— BEGIN DATA ENTRIES —

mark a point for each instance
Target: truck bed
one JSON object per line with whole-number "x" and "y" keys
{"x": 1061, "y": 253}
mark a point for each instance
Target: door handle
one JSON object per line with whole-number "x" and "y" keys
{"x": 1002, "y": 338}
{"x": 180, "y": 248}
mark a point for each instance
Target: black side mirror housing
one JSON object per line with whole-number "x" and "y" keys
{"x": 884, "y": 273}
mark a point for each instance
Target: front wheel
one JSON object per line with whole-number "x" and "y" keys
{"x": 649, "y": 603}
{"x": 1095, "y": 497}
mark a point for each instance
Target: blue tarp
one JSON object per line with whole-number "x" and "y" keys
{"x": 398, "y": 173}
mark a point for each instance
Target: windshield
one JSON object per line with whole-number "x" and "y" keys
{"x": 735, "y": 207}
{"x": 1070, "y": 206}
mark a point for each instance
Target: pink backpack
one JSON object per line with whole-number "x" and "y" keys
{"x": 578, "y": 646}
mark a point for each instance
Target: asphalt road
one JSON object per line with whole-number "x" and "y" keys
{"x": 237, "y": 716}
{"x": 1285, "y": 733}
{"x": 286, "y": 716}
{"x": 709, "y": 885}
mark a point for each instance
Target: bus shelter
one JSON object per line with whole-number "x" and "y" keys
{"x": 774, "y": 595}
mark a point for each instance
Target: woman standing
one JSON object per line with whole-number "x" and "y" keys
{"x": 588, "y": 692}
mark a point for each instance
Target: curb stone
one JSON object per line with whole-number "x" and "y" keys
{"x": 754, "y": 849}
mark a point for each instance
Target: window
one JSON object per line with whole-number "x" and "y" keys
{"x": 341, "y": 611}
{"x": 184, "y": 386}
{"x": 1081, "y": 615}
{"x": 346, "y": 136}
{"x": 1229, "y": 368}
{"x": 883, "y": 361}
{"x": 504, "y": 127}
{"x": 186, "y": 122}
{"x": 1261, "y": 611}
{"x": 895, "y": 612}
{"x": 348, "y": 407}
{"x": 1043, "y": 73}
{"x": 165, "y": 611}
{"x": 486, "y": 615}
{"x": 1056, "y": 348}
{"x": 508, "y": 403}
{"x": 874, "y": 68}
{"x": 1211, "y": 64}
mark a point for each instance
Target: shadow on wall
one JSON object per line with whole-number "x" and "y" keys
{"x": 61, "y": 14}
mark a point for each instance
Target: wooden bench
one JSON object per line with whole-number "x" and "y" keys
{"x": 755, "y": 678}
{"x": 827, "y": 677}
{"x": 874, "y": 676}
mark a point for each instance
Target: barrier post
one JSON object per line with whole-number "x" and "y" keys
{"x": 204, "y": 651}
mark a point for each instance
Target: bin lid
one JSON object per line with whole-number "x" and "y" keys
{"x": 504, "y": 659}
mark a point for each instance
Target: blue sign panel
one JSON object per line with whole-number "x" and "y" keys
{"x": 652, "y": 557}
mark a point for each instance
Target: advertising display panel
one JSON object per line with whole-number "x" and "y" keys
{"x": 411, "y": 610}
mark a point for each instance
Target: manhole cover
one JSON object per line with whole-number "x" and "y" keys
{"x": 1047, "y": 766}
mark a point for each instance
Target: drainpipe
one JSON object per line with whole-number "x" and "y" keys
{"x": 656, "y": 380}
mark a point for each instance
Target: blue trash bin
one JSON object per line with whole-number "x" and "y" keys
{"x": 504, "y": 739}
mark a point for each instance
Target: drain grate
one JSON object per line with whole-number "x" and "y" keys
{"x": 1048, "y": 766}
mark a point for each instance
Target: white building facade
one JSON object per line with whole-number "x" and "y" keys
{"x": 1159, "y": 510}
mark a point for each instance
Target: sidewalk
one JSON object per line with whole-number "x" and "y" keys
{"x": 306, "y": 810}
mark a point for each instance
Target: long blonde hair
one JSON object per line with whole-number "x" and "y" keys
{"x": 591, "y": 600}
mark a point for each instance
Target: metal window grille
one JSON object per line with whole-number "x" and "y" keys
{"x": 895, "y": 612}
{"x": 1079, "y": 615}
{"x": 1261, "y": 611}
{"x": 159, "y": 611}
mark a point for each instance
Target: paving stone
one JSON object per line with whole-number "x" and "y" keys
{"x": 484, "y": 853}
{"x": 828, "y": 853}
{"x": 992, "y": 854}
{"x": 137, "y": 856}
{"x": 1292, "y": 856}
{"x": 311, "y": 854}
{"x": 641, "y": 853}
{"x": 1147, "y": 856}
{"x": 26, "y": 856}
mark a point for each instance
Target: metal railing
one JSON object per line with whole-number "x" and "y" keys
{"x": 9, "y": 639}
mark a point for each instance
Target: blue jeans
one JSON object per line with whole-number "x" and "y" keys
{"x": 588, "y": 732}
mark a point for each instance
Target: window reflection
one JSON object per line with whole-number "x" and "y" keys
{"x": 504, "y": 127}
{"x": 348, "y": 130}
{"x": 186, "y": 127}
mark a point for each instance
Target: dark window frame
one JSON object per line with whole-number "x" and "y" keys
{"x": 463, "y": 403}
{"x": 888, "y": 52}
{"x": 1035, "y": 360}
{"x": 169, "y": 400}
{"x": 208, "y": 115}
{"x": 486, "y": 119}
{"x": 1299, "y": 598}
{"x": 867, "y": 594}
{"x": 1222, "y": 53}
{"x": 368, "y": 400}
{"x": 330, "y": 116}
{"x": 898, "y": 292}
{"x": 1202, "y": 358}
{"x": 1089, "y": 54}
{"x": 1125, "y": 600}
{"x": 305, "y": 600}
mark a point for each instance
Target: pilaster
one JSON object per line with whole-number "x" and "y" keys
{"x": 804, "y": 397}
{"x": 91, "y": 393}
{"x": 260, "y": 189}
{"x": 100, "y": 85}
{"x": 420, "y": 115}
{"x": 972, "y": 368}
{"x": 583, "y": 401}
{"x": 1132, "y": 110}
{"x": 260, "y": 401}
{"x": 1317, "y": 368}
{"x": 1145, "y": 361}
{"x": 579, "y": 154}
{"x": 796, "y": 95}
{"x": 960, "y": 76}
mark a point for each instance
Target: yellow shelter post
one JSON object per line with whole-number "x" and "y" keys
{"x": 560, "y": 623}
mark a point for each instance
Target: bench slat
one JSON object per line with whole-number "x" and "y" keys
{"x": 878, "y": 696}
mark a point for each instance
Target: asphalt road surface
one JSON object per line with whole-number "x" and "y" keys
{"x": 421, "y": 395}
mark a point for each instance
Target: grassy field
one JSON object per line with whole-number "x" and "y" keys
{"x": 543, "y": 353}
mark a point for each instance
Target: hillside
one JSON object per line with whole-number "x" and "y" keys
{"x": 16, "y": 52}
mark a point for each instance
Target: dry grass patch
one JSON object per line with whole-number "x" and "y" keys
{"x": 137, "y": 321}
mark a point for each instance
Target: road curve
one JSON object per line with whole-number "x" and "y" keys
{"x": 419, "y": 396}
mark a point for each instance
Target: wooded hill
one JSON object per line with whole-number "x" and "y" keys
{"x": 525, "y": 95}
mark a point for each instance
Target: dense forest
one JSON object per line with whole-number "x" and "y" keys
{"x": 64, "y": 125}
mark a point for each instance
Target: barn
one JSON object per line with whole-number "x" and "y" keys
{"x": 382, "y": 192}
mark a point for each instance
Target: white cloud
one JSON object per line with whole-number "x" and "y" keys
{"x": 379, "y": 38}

— END DATA ENTRIES —

YOUR INSTRUCTIONS
Return all of the entries exactly as written.

TASK OUTPUT
mark a point for each instance
Target: truck bed
one JSON object per line with whole-number "x" and "y" keys
{"x": 1061, "y": 253}
mark a point for each instance
Target: door handle
one JSON object per line with whole-number "x" and "y" keys
{"x": 1002, "y": 338}
{"x": 180, "y": 248}
mark a point for each instance
Target: black side mirror housing
one JSON object per line with whole-number "x" and "y" keys
{"x": 884, "y": 273}
mark a point for each instance
Target: front wheel
one JSON object per line with whole-number "x" and "y" keys
{"x": 649, "y": 603}
{"x": 1095, "y": 497}
mark a point for each instance
Target: blue tarp
one JSON object per line with whole-number "x" and "y" keys
{"x": 398, "y": 173}
mark a point for each instance
Target: windshield
one JSON object per line with whole-number "x" and "y" keys
{"x": 735, "y": 207}
{"x": 1070, "y": 206}
mark a point for each instance
Target: pink backpack
one JSON object per line with whole-number "x" and "y" keys
{"x": 578, "y": 646}
mark a point for each instance
Target: asphalt road
one JSON object per line with whole-number "x" and "y" keys
{"x": 237, "y": 716}
{"x": 1285, "y": 733}
{"x": 286, "y": 716}
{"x": 709, "y": 885}
mark a point for each instance
Target: bus shelter
one JSON object per line with whole-number "x" and "y" keys
{"x": 774, "y": 595}
mark a point for each instance
Target: woman standing
one JSON object per line with whole-number "x" and "y" keys
{"x": 588, "y": 692}
mark a point for each instance
Target: curb stone
one JSON object per line with whole-number "x" and "y" keys
{"x": 754, "y": 849}
mark a point for each instance
Target: window
one JSON object per line with whole-number "x" and "y" keys
{"x": 341, "y": 611}
{"x": 184, "y": 386}
{"x": 1081, "y": 615}
{"x": 346, "y": 136}
{"x": 1229, "y": 368}
{"x": 883, "y": 361}
{"x": 504, "y": 127}
{"x": 186, "y": 122}
{"x": 1261, "y": 611}
{"x": 895, "y": 612}
{"x": 348, "y": 407}
{"x": 1043, "y": 73}
{"x": 165, "y": 611}
{"x": 486, "y": 615}
{"x": 1056, "y": 348}
{"x": 508, "y": 403}
{"x": 874, "y": 68}
{"x": 1211, "y": 64}
mark a point for each instance
Target: shadow on wall
one JSON object per line with whole-number "x" and "y" keys
{"x": 61, "y": 14}
mark a point for each instance
Target: wooden bench
one JSON object per line with whole-number "x" and "y" keys
{"x": 755, "y": 678}
{"x": 827, "y": 677}
{"x": 874, "y": 676}
mark a point for each instance
Target: barrier post
one JSON object per line with whole-number "x" and "y" keys
{"x": 204, "y": 651}
mark a point for each instance
Target: bin lid
one JSON object per line with whole-number "x" and "y" keys
{"x": 504, "y": 659}
mark a point for each instance
Target: blue sign panel
one JSON object per line with whole-number "x" and "y" keys
{"x": 652, "y": 557}
mark a point for each instance
Target: advertising display panel
one JSON object per line with whole-number "x" and "y" keys
{"x": 411, "y": 610}
mark a point for each instance
Target: manhole cover
one JSON object per line with whole-number "x" and "y" keys
{"x": 1047, "y": 766}
mark a point for each instance
Target: drainpipe
one JSON object per line with whole-number "x" and "y" keys
{"x": 656, "y": 380}
mark a point for each instance
Target: blue trash bin
one JSON object per line with whole-number "x" and "y" keys
{"x": 504, "y": 739}
mark a point for each instance
Target: drain grate
one JSON object per line with whole-number "x" and "y" keys
{"x": 1048, "y": 766}
mark a point for each instance
Target: white building facade
one JSON object per line with whole-number "x" and "y" keys
{"x": 1159, "y": 510}
mark a point for each instance
Target: sidewalk
one JSON object per line with whole-number "x" and "y" keys
{"x": 306, "y": 810}
mark a point for each instance
Target: long blonde hair
one JSON object per line with whole-number "x" and "y" keys
{"x": 591, "y": 600}
mark a point for each instance
Target: metal window grille
one JSON object per line with whole-number "x" and "y" keys
{"x": 895, "y": 612}
{"x": 1079, "y": 615}
{"x": 1261, "y": 611}
{"x": 159, "y": 611}
mark a point for each instance
Target: paving stone
one JSON object per line with whole-number "x" and "y" keys
{"x": 484, "y": 853}
{"x": 828, "y": 853}
{"x": 992, "y": 854}
{"x": 137, "y": 856}
{"x": 1292, "y": 856}
{"x": 311, "y": 854}
{"x": 641, "y": 853}
{"x": 1147, "y": 856}
{"x": 26, "y": 856}
mark a point for each instance
Target: metal railing
one JSON object per line with whole-number "x" and "y" keys
{"x": 9, "y": 639}
mark a point for each instance
Target: blue jeans
one JSON object per line with whole-number "x" and "y" keys
{"x": 588, "y": 732}
mark a point for each instance
Target: window reflection
one JSON object per line with whole-number "x" and "y" keys
{"x": 504, "y": 127}
{"x": 348, "y": 130}
{"x": 186, "y": 127}
mark a point for each instance
Target: dark window frame
one JSON object per line with whole-number "x" and "y" keys
{"x": 463, "y": 403}
{"x": 888, "y": 52}
{"x": 1035, "y": 360}
{"x": 169, "y": 400}
{"x": 208, "y": 115}
{"x": 486, "y": 119}
{"x": 1299, "y": 598}
{"x": 867, "y": 594}
{"x": 1222, "y": 53}
{"x": 368, "y": 400}
{"x": 330, "y": 116}
{"x": 898, "y": 292}
{"x": 1202, "y": 358}
{"x": 1089, "y": 54}
{"x": 1125, "y": 600}
{"x": 305, "y": 600}
mark a point for each instance
Target: pilaster
one JSON object per line with whole-number "x" and "y" keys
{"x": 804, "y": 397}
{"x": 91, "y": 393}
{"x": 260, "y": 189}
{"x": 100, "y": 85}
{"x": 420, "y": 115}
{"x": 972, "y": 368}
{"x": 583, "y": 401}
{"x": 1132, "y": 110}
{"x": 260, "y": 401}
{"x": 1317, "y": 368}
{"x": 1145, "y": 361}
{"x": 579, "y": 154}
{"x": 796, "y": 95}
{"x": 960, "y": 76}
mark a point for each instance
Target: yellow shelter post
one JSON object per line with whole-number "x" and "y" keys
{"x": 560, "y": 623}
mark a point for each instance
Target: bench slat
one JSON object per line with whole-number "x" and "y" keys
{"x": 878, "y": 696}
mark a point for each instance
Target: asphalt road surface
one JSON object per line with whole-number "x" and "y" keys
{"x": 421, "y": 395}
mark a point for each instance
Target: grassy field
one JSON object per line with whole-number "x" and "y" keys
{"x": 543, "y": 353}
mark a point for each instance
Target: hillside
one JSON object per line with whole-number "x" and "y" keys
{"x": 16, "y": 52}
mark a point for each instance
Target: dry grass patch
one JSON object per line with whole-number "x" and "y" keys
{"x": 137, "y": 321}
mark a point for each instance
Target: road curve
one JSON object per line with whole-number "x" and "y" keys
{"x": 419, "y": 396}
mark a point for each instance
Target: wooded hill
one JSON object per line with whole-number "x" and "y" keys
{"x": 525, "y": 95}
mark a point for each instance
Target: dense forest
one JSON object per line with whole-number "x" and "y" keys
{"x": 64, "y": 125}
mark a point for each instance
Target: barn
one JSON object per line with whole-number "x" and "y" keys
{"x": 382, "y": 192}
mark a point for each instance
Target: white cloud
one JSON object per line with whole-number "x" and "y" keys
{"x": 379, "y": 38}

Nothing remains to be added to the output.